In the universal basic income text below, how much would the Swiss proposal pay each citizen per month?

§ **Source passage**
▼▼▼

The Economic Case for a Universal Basic Income

Part 1 by Ed Nolan (EconoMonitor)

The news that Switzerland will hold a referendum on a proposal to provide every citizen with an unconditional grant of 2,500 Swiss francs a month (about $2,800) has sparked renewed interest in the old idea of a universal basic income (UBI). Under such a program, the government would not just top up the incomes of the poor, but would give a subsistence-level grant to everyone, regardless of wealth, work status, or anything else. The appeal of a UBI seems to cut across the ideological spectrum. Progressives, libertarians, and conservatives have all supported one or another variant.

This post begins a series that will explore various aspects of a universal basic income, beginning with the simple economics of the UBI and contrasting it with other approaches to income support. Future posts will examine the fiscal cost of a UBI and some of the political and ideological issues it raises.

Criteria for evaluating income support systems

What makes an income support program good or bad? Although opinions differ, people who evaluate existing or proposed policies often appeal to these four criteria:

  1. A good income support program should be effective in leaving no one below an agreed poverty level.
  2. It should be targeted in the sense that it should provide support to those who need it rather than to those who already have adequate means.
  3. It would,  as much is possible, leave work incentives intact.
  4. It would be administratively efficient, in the sense of holding down administrative costs per dollar of support that beneficiaries receive.

Unfortunately, no income-support mechanism can simultaneously meet all of these criteria in full. There are inherent trade-offs among them. Let’s take a look at the different ways that actual and proposed policies handle those trade-offs.

A simple top-up

The simplest income transfer system would be a commitment to top up the income of each household to, but not above, the poverty level. (See this earlier post for a review of some of the issues in defining and measuring poverty. Official U.S. poverty guidelines for 2013 are about $20,000 for a family of three, a figure I will use for the sake of illustration whenever a numerical example seems helpful.) The following diagram shows the effects of a simple means-tested top-up.

▲▲▲

§ **Entries provided**
▼▼▼

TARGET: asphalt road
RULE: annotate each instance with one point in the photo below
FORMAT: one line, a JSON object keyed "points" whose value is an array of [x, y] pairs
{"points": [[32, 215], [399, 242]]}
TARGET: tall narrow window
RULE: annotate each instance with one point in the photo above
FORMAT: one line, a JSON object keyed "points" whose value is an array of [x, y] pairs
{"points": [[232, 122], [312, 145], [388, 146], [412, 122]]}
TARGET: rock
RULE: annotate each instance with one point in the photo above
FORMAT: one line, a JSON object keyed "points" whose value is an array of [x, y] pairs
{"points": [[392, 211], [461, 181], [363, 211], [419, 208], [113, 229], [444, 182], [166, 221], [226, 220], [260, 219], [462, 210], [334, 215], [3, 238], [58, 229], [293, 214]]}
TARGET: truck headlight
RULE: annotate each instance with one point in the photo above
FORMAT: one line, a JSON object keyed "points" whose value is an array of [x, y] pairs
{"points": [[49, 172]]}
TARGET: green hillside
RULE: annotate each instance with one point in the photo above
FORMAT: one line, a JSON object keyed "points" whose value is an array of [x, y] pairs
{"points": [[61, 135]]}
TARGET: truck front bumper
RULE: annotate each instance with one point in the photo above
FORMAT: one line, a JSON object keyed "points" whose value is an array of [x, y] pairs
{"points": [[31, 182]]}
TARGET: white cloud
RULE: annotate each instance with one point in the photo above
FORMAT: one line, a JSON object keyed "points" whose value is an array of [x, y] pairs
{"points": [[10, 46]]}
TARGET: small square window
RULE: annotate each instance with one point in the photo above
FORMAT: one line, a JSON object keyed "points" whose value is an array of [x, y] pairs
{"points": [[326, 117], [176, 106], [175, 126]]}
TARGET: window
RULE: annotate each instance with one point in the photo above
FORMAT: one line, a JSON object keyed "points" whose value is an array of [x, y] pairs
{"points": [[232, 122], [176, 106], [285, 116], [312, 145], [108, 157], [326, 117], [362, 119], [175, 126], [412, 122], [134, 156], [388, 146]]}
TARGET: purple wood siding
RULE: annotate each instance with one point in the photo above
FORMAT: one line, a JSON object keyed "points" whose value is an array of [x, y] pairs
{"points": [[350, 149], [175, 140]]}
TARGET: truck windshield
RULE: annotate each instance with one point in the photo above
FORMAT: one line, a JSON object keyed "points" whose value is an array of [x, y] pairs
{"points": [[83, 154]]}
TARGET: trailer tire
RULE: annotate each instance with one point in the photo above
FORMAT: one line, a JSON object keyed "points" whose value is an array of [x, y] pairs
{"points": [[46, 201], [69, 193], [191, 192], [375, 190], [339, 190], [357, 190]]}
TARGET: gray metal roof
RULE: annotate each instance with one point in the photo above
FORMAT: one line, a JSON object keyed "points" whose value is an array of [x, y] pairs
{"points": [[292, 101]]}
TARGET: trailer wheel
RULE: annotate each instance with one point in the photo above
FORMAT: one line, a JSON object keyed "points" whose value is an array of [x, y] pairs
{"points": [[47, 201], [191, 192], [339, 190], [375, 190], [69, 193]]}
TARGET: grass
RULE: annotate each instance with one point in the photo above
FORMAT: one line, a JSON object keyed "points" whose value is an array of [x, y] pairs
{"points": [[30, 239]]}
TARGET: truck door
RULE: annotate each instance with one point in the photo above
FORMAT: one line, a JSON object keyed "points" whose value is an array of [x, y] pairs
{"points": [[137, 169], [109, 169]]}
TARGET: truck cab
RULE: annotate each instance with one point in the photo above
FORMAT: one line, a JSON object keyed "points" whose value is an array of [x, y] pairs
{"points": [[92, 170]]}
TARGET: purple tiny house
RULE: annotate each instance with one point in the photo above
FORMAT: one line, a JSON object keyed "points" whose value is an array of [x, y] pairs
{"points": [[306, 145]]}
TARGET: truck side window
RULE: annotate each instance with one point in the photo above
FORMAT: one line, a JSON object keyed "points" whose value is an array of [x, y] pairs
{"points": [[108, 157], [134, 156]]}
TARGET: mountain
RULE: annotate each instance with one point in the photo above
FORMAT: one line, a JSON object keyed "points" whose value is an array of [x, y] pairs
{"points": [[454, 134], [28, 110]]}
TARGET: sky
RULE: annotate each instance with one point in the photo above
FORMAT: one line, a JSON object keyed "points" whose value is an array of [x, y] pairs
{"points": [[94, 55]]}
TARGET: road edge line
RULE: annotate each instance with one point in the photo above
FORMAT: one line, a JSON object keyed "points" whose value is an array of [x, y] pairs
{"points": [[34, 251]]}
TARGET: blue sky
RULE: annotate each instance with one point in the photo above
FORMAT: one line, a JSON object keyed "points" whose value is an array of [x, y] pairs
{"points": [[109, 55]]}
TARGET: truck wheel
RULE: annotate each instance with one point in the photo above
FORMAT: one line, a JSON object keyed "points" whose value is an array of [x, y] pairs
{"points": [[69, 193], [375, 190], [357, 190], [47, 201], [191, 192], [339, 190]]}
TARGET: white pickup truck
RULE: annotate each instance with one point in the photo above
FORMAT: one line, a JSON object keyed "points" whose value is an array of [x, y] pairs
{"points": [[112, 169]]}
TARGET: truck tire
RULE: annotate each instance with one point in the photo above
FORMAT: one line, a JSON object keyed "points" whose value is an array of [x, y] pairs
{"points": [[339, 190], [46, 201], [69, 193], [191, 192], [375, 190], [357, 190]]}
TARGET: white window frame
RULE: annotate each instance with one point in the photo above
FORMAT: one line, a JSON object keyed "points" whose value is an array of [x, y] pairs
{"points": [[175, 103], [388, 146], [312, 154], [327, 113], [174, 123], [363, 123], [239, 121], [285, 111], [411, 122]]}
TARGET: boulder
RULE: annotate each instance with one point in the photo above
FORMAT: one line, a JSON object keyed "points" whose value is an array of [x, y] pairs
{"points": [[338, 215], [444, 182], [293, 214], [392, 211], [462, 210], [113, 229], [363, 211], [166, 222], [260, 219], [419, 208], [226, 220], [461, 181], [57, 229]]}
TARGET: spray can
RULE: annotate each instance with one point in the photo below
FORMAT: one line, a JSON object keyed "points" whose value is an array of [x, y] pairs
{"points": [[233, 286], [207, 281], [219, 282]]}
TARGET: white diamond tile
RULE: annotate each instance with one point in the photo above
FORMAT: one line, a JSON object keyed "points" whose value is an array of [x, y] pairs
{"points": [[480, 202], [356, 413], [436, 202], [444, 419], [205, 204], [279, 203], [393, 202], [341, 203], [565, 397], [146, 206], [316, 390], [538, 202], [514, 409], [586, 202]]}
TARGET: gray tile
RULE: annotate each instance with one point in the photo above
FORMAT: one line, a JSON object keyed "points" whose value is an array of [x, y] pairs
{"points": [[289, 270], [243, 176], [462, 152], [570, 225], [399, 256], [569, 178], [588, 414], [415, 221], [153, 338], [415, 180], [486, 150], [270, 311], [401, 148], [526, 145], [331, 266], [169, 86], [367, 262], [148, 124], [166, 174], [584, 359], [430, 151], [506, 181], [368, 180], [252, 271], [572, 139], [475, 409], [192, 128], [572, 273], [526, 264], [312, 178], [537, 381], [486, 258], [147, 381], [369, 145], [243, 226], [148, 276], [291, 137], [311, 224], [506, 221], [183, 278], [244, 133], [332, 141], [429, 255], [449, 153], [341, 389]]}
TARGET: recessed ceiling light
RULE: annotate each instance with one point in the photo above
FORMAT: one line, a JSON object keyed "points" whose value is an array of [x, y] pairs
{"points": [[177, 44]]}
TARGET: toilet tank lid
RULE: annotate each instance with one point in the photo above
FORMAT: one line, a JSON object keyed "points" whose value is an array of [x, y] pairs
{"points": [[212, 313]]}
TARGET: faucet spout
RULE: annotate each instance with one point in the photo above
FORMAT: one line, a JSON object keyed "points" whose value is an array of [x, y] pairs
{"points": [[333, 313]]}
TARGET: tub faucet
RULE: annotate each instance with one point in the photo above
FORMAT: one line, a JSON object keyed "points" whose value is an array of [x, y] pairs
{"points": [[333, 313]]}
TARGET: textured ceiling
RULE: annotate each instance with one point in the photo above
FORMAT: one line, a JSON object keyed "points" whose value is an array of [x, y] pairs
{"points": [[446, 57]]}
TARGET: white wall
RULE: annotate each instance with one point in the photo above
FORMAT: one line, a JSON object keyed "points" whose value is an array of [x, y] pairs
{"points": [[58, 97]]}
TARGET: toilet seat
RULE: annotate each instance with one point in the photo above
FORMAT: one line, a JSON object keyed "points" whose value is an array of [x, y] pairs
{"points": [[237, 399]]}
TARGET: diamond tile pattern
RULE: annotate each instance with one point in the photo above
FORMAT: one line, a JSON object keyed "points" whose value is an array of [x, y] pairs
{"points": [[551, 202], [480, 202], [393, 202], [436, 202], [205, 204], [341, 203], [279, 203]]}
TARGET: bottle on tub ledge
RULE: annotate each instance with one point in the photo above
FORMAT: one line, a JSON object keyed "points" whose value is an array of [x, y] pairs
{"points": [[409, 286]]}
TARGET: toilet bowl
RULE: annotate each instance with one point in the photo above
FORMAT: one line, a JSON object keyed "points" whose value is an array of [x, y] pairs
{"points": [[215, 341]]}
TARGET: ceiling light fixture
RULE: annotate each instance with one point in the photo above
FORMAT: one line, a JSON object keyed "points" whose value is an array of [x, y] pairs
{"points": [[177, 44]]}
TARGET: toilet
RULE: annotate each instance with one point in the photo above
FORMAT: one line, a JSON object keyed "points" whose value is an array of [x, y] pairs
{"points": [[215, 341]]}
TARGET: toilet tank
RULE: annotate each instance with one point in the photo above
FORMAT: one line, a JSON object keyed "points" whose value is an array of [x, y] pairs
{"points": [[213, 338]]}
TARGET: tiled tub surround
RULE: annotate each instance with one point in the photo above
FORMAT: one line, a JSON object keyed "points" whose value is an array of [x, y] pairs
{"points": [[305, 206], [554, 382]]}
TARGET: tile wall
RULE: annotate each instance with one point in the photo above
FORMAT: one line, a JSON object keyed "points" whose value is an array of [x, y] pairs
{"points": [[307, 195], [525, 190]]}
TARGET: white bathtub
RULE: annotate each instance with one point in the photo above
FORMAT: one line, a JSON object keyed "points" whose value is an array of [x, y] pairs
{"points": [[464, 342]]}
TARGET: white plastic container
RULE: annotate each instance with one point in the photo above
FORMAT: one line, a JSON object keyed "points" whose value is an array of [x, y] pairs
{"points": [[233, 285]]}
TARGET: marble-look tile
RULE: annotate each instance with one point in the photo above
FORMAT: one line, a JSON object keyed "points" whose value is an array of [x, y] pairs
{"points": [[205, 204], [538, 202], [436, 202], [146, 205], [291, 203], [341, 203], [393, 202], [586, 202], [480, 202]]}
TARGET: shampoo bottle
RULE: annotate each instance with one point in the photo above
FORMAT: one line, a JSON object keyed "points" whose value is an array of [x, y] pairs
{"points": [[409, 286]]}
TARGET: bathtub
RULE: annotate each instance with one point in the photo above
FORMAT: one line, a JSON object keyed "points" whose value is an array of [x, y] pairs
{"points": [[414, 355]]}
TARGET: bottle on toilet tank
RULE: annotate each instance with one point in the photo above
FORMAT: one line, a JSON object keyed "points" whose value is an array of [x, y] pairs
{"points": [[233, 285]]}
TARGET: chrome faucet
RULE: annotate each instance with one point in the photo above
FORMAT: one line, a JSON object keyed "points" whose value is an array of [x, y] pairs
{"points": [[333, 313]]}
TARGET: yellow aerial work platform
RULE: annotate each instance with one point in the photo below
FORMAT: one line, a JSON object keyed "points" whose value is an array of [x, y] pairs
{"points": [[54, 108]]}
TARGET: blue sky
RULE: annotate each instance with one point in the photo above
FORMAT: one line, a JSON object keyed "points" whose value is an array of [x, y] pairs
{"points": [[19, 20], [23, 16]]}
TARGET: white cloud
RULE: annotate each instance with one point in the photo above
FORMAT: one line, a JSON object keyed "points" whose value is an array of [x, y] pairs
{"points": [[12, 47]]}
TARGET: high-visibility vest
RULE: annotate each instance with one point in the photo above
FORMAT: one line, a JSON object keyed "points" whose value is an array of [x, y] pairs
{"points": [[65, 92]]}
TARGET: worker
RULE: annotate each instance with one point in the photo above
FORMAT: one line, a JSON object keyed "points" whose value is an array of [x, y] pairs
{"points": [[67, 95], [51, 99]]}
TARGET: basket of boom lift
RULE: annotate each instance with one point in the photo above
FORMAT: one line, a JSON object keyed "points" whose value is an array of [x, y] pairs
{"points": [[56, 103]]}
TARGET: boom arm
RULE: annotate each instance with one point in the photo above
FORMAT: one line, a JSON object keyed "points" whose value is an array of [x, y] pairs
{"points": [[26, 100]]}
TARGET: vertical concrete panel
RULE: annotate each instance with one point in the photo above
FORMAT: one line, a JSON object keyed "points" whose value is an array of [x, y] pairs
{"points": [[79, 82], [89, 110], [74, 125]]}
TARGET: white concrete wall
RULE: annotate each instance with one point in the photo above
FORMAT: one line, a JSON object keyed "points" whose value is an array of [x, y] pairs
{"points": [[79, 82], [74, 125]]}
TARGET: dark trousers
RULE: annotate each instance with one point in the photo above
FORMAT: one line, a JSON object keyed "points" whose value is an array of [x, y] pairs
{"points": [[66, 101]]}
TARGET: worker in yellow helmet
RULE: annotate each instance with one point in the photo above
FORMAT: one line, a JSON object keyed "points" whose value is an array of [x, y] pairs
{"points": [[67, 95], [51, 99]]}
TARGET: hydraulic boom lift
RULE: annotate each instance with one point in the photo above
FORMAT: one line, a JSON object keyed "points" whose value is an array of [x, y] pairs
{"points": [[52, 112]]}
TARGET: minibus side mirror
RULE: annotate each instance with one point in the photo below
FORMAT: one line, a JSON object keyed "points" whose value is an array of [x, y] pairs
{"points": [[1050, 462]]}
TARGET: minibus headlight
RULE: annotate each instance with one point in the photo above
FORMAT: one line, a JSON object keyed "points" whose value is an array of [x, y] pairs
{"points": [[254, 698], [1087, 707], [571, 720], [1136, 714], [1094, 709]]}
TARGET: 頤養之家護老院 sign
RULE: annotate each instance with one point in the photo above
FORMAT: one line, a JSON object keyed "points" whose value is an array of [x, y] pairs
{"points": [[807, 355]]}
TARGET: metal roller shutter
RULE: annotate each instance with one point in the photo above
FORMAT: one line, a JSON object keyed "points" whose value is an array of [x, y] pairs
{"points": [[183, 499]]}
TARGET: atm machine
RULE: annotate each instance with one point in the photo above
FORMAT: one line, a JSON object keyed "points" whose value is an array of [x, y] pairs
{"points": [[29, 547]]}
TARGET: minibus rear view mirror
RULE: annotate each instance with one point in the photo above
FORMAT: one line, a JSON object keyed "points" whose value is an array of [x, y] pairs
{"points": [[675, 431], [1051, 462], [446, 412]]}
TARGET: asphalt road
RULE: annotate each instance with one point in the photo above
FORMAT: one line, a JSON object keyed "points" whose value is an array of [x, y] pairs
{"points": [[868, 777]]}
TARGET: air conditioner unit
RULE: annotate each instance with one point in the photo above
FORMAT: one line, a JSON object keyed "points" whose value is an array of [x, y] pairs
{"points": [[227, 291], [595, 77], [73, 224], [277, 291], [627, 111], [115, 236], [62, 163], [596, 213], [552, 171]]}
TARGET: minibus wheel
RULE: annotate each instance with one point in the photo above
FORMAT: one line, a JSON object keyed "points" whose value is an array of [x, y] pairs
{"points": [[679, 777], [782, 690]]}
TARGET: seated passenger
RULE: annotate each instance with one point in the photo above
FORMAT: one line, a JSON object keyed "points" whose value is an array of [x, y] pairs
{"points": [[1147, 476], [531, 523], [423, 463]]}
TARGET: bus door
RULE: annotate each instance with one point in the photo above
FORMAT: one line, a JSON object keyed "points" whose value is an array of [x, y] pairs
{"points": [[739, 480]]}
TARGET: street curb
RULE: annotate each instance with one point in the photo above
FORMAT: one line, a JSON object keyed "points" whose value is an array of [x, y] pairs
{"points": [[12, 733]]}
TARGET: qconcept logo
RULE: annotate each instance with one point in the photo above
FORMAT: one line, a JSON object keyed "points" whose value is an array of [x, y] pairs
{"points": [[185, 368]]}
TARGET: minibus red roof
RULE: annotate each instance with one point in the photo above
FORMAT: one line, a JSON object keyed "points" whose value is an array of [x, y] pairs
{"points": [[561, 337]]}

▲▲▲

§ **Task result**
2,500 Swiss francs a month (about $2,800)